> _AUSZUG ZUM LESEN_
Wir haben es hier also mit zwei Beispielen von Verwendungsweisen des Wortes Würde zu tun; einmal als Würde einer Institution, einmal als Würde von Menschen. Diese Beispiele sollen dazu dienen, Ihnen meinen Ausgangspunkt für meine folgenden Überlegungen deutlich zu machen.

Mein Thema ist die Frage, was genau unter „Menschenwürde“ zu verstehen ist, worüber in der Philosophie derzeit eine rege Diskussion herrscht. Um einen Vorschlag dazu zu machen, gehe ich von dreierlei aus. Erstens setze ich – mit dem Beispiel des Europäischen Parlaments – voraus, dass wir offensichtlich auch von Würde jenseits des Kompositums der Menschen-Würde sprechen. Deshalb meine ich, dass es ein allgemeines Verständnis von Würde geben muss, das verschiedentlich verwendet werden kann. Zweitens gehe ich entsprechend davon aus, dass bei einer Erläuterung des Begriffs der Menschenwürde deutlich werden sollte, inwiefern dieses Kompositum mit der allgemeinen Idee von Würde verbunden ist. Drittens soll die Erläuterung von Menschenwürde selbstverständlich sowohl konsistent mit möglichst vielen anderen normativen Grundannahmen sein als auch möglichst viele Phänomene, die wir mit ihr alltagssprachlich beschreiben, angemessen einfangen können.

> _LISTENAUSZÜGE_
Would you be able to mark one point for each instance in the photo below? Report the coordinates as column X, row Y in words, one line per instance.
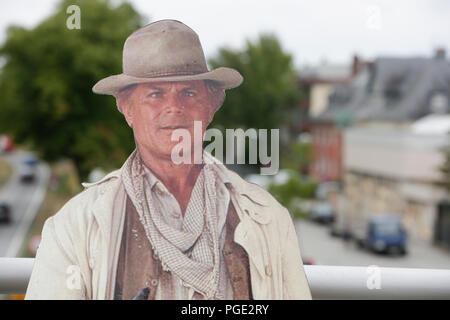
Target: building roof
column 432, row 124
column 391, row 89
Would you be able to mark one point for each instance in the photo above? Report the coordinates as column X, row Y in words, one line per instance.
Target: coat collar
column 252, row 198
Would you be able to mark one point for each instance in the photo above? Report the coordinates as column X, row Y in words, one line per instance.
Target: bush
column 291, row 193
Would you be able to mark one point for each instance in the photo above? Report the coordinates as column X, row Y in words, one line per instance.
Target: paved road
column 24, row 199
column 317, row 244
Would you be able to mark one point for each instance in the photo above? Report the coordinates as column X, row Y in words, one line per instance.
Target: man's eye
column 155, row 94
column 189, row 93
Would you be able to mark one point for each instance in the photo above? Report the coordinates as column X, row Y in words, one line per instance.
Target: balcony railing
column 326, row 282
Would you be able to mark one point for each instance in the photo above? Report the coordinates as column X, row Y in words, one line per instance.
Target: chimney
column 355, row 65
column 440, row 53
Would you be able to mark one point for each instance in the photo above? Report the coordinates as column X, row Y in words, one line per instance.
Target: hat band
column 166, row 73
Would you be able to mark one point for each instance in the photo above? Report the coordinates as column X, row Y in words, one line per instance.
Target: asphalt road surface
column 24, row 200
column 316, row 244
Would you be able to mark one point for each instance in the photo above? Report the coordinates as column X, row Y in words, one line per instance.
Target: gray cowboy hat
column 165, row 50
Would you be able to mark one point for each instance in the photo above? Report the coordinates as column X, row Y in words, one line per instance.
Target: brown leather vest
column 139, row 272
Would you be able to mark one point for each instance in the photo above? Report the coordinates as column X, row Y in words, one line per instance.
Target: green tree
column 45, row 85
column 269, row 91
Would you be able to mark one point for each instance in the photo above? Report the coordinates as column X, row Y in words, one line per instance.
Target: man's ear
column 125, row 107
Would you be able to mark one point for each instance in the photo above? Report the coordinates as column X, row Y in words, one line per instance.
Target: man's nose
column 174, row 105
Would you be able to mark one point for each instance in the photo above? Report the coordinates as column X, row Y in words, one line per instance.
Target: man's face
column 155, row 110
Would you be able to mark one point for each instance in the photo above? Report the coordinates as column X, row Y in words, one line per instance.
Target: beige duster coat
column 79, row 249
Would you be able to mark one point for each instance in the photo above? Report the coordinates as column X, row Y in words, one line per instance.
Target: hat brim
column 226, row 78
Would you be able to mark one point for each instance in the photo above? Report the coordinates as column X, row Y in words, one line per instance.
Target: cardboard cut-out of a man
column 158, row 230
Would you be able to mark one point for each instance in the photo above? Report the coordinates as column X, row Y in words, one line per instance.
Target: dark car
column 27, row 173
column 322, row 213
column 5, row 213
column 340, row 231
column 385, row 233
column 30, row 160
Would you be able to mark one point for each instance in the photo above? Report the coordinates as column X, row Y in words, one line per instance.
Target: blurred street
column 24, row 201
column 318, row 245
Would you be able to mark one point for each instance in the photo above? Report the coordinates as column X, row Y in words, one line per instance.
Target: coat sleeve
column 55, row 275
column 295, row 283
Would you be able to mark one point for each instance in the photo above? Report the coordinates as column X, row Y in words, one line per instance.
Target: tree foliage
column 46, row 85
column 269, row 90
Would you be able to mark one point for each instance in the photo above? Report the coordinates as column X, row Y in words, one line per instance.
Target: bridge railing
column 326, row 282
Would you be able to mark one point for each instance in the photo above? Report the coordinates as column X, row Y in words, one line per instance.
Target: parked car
column 30, row 160
column 340, row 230
column 384, row 233
column 27, row 173
column 5, row 213
column 322, row 212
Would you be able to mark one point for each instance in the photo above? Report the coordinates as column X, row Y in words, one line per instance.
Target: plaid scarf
column 191, row 253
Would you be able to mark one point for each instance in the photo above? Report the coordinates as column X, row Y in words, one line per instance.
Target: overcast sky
column 312, row 31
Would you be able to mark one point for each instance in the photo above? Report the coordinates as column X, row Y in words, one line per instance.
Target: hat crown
column 163, row 48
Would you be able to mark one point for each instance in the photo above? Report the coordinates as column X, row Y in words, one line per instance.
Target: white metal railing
column 326, row 282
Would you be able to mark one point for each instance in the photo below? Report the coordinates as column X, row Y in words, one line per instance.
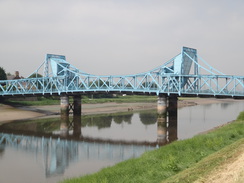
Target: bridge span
column 186, row 75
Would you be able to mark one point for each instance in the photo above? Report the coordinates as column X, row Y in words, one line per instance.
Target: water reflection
column 60, row 143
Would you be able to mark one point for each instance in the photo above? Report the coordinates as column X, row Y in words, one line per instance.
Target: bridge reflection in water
column 67, row 145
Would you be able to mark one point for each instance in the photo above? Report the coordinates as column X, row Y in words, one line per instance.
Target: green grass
column 200, row 171
column 168, row 161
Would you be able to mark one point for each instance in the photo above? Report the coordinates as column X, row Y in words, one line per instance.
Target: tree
column 3, row 75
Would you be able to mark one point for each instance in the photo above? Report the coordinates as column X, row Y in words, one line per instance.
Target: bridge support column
column 64, row 105
column 162, row 104
column 172, row 118
column 77, row 105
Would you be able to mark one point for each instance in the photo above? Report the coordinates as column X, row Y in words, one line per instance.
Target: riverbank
column 9, row 113
column 203, row 158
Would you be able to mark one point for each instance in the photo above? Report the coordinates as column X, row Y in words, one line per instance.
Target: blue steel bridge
column 186, row 74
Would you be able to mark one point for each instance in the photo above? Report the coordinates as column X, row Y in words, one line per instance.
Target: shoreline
column 9, row 113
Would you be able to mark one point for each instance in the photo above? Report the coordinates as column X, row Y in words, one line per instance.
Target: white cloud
column 119, row 37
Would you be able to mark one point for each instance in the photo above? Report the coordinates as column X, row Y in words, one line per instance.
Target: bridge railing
column 152, row 83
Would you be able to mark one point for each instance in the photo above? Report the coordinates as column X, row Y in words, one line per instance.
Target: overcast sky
column 108, row 37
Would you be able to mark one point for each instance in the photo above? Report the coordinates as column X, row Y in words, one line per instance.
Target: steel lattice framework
column 186, row 74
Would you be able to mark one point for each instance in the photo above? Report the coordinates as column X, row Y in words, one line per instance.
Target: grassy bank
column 168, row 163
column 85, row 100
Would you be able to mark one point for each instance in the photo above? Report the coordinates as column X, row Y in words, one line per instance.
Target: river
column 49, row 150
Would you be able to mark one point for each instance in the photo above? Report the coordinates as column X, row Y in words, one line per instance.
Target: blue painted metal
column 186, row 74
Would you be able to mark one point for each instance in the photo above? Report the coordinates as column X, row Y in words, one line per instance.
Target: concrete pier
column 162, row 104
column 77, row 105
column 64, row 105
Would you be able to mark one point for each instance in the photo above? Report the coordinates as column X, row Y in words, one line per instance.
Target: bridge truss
column 186, row 74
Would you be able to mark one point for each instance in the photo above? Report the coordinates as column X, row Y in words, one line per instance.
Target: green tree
column 3, row 75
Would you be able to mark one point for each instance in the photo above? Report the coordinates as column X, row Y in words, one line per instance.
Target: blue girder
column 186, row 74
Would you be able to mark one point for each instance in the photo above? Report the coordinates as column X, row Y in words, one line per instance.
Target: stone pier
column 167, row 119
column 64, row 105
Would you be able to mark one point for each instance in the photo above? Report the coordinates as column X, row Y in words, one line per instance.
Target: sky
column 118, row 37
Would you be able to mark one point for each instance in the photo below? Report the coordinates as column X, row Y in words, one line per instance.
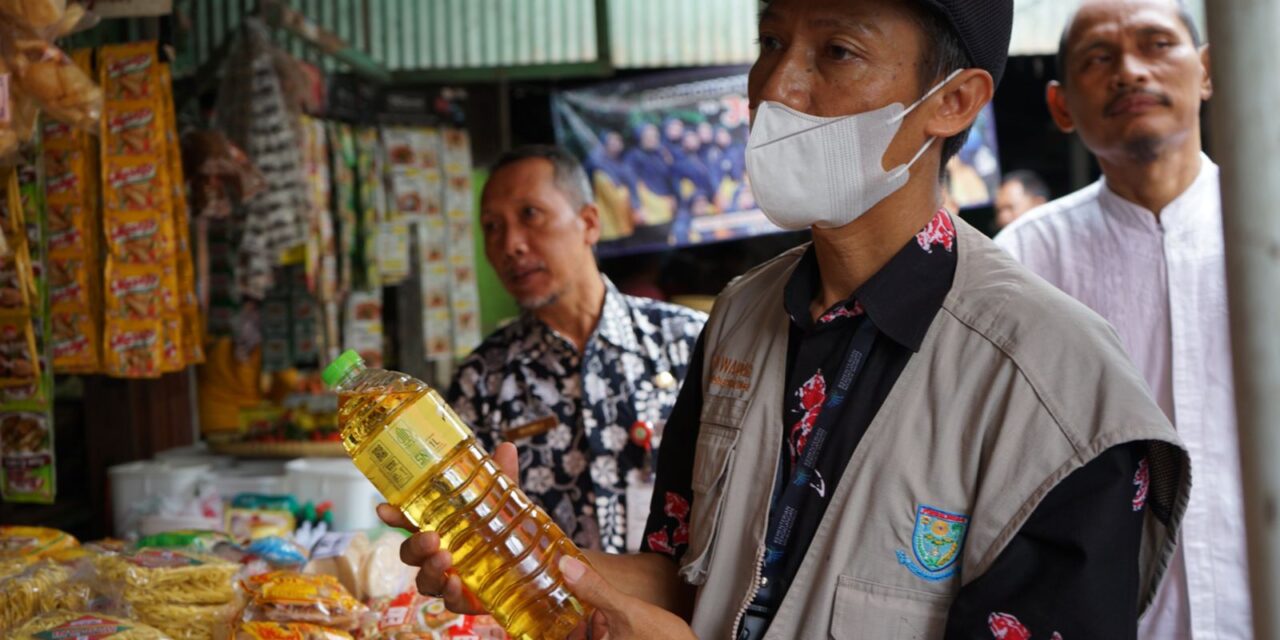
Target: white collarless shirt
column 1161, row 282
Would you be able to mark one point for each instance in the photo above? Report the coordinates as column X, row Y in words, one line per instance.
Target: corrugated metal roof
column 435, row 35
column 423, row 35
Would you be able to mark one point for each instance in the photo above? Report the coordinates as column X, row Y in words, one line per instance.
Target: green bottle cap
column 338, row 369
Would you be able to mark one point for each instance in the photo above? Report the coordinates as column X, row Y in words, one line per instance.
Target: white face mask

> _AUFGABE A_
Gib aus dem Text über die Menschenwürde das Stück von „Wir haben es“ bis „deutlich zu machen.“ wortgetreu wieder.
> _AUFGABE B_
Schreib den Text über die Menschenwürde im Anschluss an seinen letzten Satz weiter.

> _ANTWORT A_
Wir haben es hier also mit zwei Beispielen von Verwendungsweisen des Wortes Würde zu tun; einmal als Würde einer Institution, einmal als Würde von Menschen. Diese Beispiele sollen dazu dienen, Ihnen meinen Ausgangspunkt für meine folgenden Überlegungen deutlich zu machen.

> _ANTWORT B_
Mit diesen Prämissen will ich eine klärende Schneise schlagen in das Dickicht der verschiedenen konkurrierenden philosophischen Ansätze dazu, und zwar in folgenden Schritten: Zuerst biete ich eine strukturelle Erläuterung von dem erwähnten allgemeinen Verständnis von Würde an. Der Deutlichkeit halber spreche ich von „Würde an sich“. Dann zeige ich, wie bisherige Ansätze von Menschenwürde daran anknüpfen, aber auch, in welche Probleme sie damit kommen. Dabei unterscheide ich zwischen antiken und klassischen Ansätzen. Anschließend mache ich einen Vorschlag dazu, den ich „progressiv“ nenne, mit dem man, wie ich zeigen will, die genannten Probleme der bisherigen Ansätze vermeiden kann. Dazu gehört, dass man klar herausarbeitet, was die Rolle des Begriffs im moralischen Diskurs sein kann: eine, die eine Begründung von Normen liefert oder eine, die ein Ziel beschreibt, das zu erreichen Normen ermöglichen sollen.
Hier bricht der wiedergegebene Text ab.